Amtsveterinäre berichten
Schweine auf der Autobahn, Kaninchen in vermüllter Wohnung, ein verhungerter Hund – krasse Geschichten müssen die Amtsveterinäre des Wetteraukreises in ihrem Jahresbericht für 2014 erzählen. Sie sprechen auch von Anfeindungen durch radikale, schlecht informierte Tierschützer. Zum Beispiel in Sachen der Elefantendame Mausi.
Pöbelnde Tierschützer
Das Wohl von etwa 200 000 Tieren müssen die fünf Amts-Tierärzte des Staatlichen Veterinäramtes an der Ockstädter Straße in Friedberg im Auge haben. Keine leichte Aufgabe, berichtet Amtsleiter Dr. Rudolf Müller in seinem Bericht für das Jahr 2014. Oft geht es nicht nur den Tieren, sondern auch ihren Besitzern schlecht. Die Mitarbeiter des Tierschutzes waren laut Müller häufig mit Personen konfrontiert, die ihrer Lebenssituation nicht mehr gewachsen waren.
Bei 590 Überprüfungen stellte man einige drastische Missstände fest. Man verhängte in 35 Fällen Geldbußen bis zu 1000 Euro und setzte zwei Strafverfahren in Gang. Auch bei der Aufdeckung der illegalen Tierversuche am Max-Planck-Institut in Bad Nauheim waren die Veterinäre beteiligt. Dass das Strafverfahren gegen Zahlung von 72 000 Euro eingestellt wurde, nennt Chefveterinär Rudolf Möller eine „nicht nachvollziehbare Entscheidung“.

AUFGABEN:
• a. Übersetze aus dem Text über die Amtsveterinäre den Satz „Oft geht es nicht nur den Tieren, sondern auch ihren Besitzern schlecht.“ ins Englische.
• b. Setze den Text über die Amtsveterinäre des Wetteraukreises nach seinem letzten Satz fort.

VORLIEGENDE EINTRÄGE:

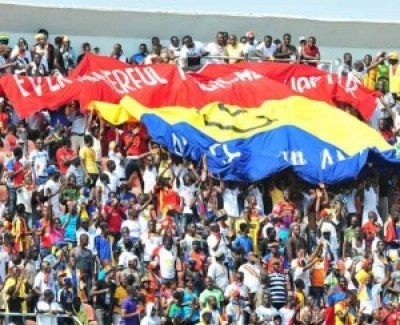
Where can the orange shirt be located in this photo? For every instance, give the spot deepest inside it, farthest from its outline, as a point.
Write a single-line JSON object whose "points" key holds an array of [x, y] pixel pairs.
{"points": [[318, 274], [199, 258], [370, 228]]}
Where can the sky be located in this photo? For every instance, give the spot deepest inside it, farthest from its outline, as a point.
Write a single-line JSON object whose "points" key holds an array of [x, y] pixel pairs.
{"points": [[331, 9]]}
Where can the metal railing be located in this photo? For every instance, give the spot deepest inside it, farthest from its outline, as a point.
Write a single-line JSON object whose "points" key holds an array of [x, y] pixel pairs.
{"points": [[31, 315], [329, 63]]}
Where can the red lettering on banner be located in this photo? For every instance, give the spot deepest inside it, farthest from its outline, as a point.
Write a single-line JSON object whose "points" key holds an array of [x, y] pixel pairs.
{"points": [[122, 79], [53, 86], [244, 75], [36, 85], [136, 82], [157, 76], [20, 82], [150, 80]]}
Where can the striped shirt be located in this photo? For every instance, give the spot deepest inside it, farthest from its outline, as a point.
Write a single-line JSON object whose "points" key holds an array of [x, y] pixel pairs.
{"points": [[277, 288]]}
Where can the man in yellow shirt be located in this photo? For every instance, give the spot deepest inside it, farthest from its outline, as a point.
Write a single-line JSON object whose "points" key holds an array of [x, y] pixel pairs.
{"points": [[88, 157], [234, 50]]}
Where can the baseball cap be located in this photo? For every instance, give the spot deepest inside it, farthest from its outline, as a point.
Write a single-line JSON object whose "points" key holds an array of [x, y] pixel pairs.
{"points": [[250, 34], [393, 56], [52, 170]]}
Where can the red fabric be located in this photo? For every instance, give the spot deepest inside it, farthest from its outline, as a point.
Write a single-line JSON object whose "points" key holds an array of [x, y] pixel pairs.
{"points": [[168, 199], [114, 219], [311, 51], [390, 232], [64, 153], [243, 84], [330, 315], [19, 176]]}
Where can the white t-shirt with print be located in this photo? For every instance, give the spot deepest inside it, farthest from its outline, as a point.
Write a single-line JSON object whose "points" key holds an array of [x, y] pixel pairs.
{"points": [[231, 204], [46, 319], [167, 259], [267, 52], [39, 161]]}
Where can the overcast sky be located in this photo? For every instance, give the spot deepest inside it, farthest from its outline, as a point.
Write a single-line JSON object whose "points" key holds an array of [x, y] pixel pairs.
{"points": [[329, 9]]}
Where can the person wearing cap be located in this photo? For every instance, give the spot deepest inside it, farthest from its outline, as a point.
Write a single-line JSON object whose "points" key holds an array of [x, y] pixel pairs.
{"points": [[234, 50], [286, 50], [68, 53], [243, 240], [44, 49], [47, 306], [218, 271], [394, 74], [300, 47], [250, 47], [311, 51], [252, 273], [39, 159], [64, 155], [75, 169]]}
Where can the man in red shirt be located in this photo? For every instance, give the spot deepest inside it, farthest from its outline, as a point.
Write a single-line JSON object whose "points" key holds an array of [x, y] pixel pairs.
{"points": [[15, 177], [65, 155], [114, 214], [135, 146], [311, 51]]}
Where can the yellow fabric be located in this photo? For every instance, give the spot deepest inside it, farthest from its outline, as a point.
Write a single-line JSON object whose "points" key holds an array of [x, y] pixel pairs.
{"points": [[340, 307], [361, 276], [11, 282], [254, 227], [276, 196], [120, 295], [315, 117], [394, 80], [370, 79], [88, 156], [234, 51]]}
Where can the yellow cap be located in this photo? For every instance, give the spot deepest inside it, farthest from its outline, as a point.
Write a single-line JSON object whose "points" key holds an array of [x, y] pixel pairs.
{"points": [[393, 56]]}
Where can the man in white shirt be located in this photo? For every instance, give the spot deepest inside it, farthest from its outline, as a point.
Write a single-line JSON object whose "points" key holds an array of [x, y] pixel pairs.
{"points": [[118, 53], [251, 46], [113, 178], [127, 255], [39, 159], [47, 309], [216, 49], [191, 53], [78, 127], [252, 273], [150, 240], [218, 272], [175, 47], [89, 231], [266, 50], [44, 280], [216, 242], [167, 261], [230, 197], [52, 189], [266, 312]]}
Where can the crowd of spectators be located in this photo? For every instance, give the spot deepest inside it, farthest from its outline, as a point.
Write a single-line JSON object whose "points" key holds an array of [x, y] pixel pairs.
{"points": [[101, 223]]}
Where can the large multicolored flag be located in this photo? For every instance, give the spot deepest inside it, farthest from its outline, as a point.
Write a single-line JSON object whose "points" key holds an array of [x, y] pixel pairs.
{"points": [[246, 84], [318, 141]]}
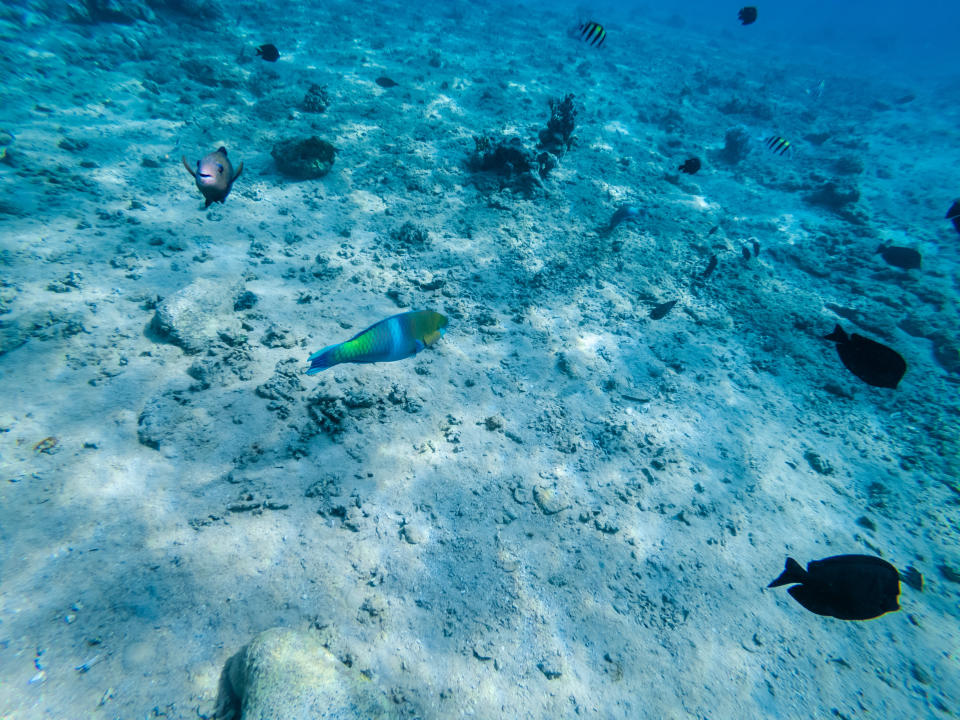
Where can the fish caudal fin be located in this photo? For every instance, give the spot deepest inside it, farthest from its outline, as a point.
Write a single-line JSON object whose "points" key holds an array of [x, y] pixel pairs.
{"points": [[322, 359], [792, 573], [838, 335]]}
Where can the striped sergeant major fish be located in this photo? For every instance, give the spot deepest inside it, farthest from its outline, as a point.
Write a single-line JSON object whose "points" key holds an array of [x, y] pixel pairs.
{"points": [[394, 338], [593, 33], [777, 144]]}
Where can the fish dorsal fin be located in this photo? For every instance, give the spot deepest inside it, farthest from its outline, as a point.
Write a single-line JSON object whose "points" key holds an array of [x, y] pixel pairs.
{"points": [[792, 573], [838, 335]]}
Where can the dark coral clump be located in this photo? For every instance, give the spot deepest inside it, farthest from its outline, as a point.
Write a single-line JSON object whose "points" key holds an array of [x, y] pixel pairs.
{"points": [[834, 195], [305, 159], [558, 135], [736, 145], [410, 235]]}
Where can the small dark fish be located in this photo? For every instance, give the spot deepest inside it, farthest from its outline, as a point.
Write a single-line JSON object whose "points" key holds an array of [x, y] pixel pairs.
{"points": [[872, 362], [661, 310], [623, 213], [906, 258], [847, 587], [268, 52], [711, 266], [747, 15], [777, 144], [593, 33], [954, 214], [214, 175]]}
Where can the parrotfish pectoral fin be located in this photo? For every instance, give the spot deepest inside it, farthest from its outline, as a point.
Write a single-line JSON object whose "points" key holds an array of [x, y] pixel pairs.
{"points": [[322, 359], [431, 338], [792, 573]]}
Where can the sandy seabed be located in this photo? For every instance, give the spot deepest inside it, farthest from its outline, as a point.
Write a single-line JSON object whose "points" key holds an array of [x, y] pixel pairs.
{"points": [[564, 508]]}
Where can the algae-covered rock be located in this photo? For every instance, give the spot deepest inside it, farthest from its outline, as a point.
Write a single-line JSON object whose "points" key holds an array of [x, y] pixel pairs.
{"points": [[304, 159], [286, 673], [194, 317]]}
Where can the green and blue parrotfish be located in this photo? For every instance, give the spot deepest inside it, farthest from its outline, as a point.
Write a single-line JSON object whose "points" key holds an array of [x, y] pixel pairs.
{"points": [[395, 338]]}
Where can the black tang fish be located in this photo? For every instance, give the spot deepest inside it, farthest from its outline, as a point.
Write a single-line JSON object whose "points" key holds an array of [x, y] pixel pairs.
{"points": [[872, 362], [906, 258], [214, 175], [848, 587], [661, 310], [593, 33], [268, 52], [777, 144], [711, 266], [954, 214]]}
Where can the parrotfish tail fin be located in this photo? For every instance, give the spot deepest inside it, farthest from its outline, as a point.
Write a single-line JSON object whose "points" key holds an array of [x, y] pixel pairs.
{"points": [[322, 359], [792, 573], [838, 335]]}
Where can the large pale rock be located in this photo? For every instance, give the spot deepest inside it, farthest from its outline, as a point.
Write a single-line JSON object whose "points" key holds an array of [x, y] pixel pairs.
{"points": [[286, 673], [198, 315]]}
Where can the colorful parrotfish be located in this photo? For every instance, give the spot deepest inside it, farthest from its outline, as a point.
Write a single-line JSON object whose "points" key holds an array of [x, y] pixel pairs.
{"points": [[395, 338]]}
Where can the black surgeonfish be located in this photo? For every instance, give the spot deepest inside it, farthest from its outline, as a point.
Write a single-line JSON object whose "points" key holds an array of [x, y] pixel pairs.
{"points": [[777, 144], [747, 15], [660, 311], [872, 362], [906, 258], [847, 587], [268, 52], [593, 33], [954, 214]]}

LÖSUNGEN:
• a. Often it is not only the animals that are badly off, but their owners as well.

• b.
Notschlachtung auf der Autobahn
Es gab viel zu tun. Hier einige Beispiele: Im September 2014 verunglückte auf der A45 bei Wölfersheim ein Lastwagen mit 193 Schweinen an Bord. Der dreistöckige Transporter lag auf der Seite und war zum Teil on den Leitplanken des Mittelstreifens aufgespießt. Die Polizei musste einige freilaufende Schweine wegen Verkehrsgefährdung erschießen. Im Mittelstreifen und am Randstreifen hatten sich unter Schock stehende und verletzte Schweine im Gebüsch verkrochen. Sie wurden betäubt und getötet. Die im Anhänger eingeschlossenen Schweine litten Qualen, da sie in drei bis vier Schichten übereinander lagen. Nur 112 Tiere überlebten – aber nur einen Tag lang. Statt nach Italien brachte man sie nach Mannheim in den Schlachthof.
In Florstadt wurden die Veterinäre 2014 auf eine nicht ausreichend gefütterte vierjährige Schäferhündin aufmerksam. Die Halterin hatte sie vernachlässigt. Man nahm ihr das Tier weg, doch die Hündin starb noch in der folgenden Nacht. Die Halterin musste eine Geldstrafe zahlen und darf fünf Jahre lang kein Tier mehr aufnehmen.
Der Kuh war ein Horn abgerissen worden
Bei der Kontrolle eines Milchviehbetriebes wurden massive Mängel festgestellt. Die Mehrzahl der Rinder brüllte auffällig laut. Eine von fünf Kühnen lag auf den Spalten des Laufstallbereiches fest. Das rechte Horn war abgerissen und die Stirnhöhle frei gelegt. Die Wunde war mit Kot verunreinigt. Das Tier musste eingeschläfert werden. Der Landwirt soll ein Bußgeld zahlen. Ein anderer Landwirt hatte laut Bericht zwei Bullen so eng angekettet, dass die Ketten in die Nacken eingewachsen waren.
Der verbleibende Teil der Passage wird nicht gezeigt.